Directive 1: From the passage on the Djulfa cemetery, write out the stretch from "In the region" through "the Araxes River.", substituting "khachkars" for every "kchackars".

Excerpt provided:
* * * * * * * * *
Azerbaijan Wages Cultural Genocide on Armenian Sites

In the region of Djulfa, located in the Azerbaijani enclave of Nakhichevan, on the banks of the Araxes River, sat the largest Armenian cemetery in the world.  At its height, the graveyard consisted 10,000 kchackars (cross stones), the earliest dating back to the 6th century.  In the 16th century, the Persian Empire forced the Armenian Community to leave the region, but the kchackars remained.  Unfortunately, natural disasters and ongoing armed conflict decimated the site to the point when the Soviet Union officially took over the region in 1920, fewer than 3,000 kchackars remained.  This led the UNESCO in 2000 to pass a resolution calling for the cross stones to be preserved.  Tragically, the nation of Azerbaijan not only ignored this order, they had their soldiers deliberately destroy the remaining kchackars (The New Tears of Araxes) and dump the crushed remains into the Araxes River.
* * * * * * * * *
Records shown:

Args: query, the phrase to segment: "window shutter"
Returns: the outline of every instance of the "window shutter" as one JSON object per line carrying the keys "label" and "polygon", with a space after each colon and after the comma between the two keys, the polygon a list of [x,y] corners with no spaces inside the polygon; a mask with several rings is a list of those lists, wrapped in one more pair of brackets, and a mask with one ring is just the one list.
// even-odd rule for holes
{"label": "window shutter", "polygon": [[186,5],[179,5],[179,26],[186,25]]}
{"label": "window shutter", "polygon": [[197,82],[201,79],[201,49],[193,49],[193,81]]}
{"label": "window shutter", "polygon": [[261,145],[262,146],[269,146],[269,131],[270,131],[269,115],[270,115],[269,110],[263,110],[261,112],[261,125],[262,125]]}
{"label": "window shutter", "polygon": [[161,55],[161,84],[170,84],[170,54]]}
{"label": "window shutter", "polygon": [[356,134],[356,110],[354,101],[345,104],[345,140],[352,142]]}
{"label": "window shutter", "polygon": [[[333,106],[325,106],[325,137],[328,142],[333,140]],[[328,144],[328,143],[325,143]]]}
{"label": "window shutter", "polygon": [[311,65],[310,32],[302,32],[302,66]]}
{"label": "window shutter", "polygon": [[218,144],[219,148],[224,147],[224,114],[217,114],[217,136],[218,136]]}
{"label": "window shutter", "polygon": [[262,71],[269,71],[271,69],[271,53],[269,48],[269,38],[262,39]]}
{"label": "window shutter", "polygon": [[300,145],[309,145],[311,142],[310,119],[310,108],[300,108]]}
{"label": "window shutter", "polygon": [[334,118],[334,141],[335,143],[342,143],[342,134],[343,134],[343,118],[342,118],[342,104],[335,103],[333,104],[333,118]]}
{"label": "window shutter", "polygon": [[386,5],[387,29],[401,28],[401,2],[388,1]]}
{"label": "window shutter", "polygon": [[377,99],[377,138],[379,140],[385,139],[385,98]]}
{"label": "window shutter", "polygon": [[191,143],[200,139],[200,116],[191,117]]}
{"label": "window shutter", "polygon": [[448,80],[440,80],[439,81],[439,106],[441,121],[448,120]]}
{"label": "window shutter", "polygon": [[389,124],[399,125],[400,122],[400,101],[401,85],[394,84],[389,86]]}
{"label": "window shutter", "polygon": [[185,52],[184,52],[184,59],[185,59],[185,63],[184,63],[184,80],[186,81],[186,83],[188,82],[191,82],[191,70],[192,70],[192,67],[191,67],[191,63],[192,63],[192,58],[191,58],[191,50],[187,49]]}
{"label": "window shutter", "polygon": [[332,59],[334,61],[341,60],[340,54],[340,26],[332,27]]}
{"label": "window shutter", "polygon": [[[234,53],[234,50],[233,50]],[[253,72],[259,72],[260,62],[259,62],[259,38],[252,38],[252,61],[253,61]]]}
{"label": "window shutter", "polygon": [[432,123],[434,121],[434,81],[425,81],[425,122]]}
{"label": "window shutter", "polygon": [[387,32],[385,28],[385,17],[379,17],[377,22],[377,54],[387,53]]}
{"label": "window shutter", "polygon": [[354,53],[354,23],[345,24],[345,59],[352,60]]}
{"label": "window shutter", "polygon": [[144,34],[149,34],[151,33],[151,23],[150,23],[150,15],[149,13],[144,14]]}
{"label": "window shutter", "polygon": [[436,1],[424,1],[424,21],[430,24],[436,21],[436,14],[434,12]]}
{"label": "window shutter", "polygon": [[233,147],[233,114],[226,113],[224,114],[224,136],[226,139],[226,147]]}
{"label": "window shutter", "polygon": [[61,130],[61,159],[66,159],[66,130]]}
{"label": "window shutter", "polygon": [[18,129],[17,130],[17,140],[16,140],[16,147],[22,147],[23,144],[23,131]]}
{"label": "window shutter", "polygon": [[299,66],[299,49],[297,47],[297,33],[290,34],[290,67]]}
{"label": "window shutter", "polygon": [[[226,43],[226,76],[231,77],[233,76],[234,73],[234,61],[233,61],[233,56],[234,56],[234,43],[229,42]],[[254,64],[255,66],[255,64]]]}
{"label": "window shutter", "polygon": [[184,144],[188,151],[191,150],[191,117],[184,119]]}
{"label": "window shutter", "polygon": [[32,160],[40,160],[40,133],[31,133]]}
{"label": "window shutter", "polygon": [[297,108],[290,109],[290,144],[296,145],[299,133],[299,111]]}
* * * * * * * * *
Directive 2: Pull out each line of the records that contains the string "phrase", matching case exactly.

Final answer 1:
In the region of Djulfa, located in the Azerbaijani enclave of Nakhichevan, on the banks of the Araxes River, sat the largest Armenian cemetery in the world.  At its height, the graveyard consisted 10,000 khachkars (cross stones), the earliest dating back to the 6th century.  In the 16th century, the Persian Empire forced the Armenian Community to leave the region, but the khachkars remained.  Unfortunately, natural disasters and ongoing armed conflict decimated the site to the point when the Soviet Union officially took over the region in 1920, fewer than 3,000 khachkars remained.  This led the UNESCO in 2000 to pass a resolution calling for the cross stones to be preserved.  Tragically, the nation of Azerbaijan not only ignored this order, they had their soldiers deliberately destroy the remaining khachkars (The New Tears of Araxes) and dump the crushed remains into the Araxes River.

Final answer 2:
Args: query, the phrase to segment: "window shutter"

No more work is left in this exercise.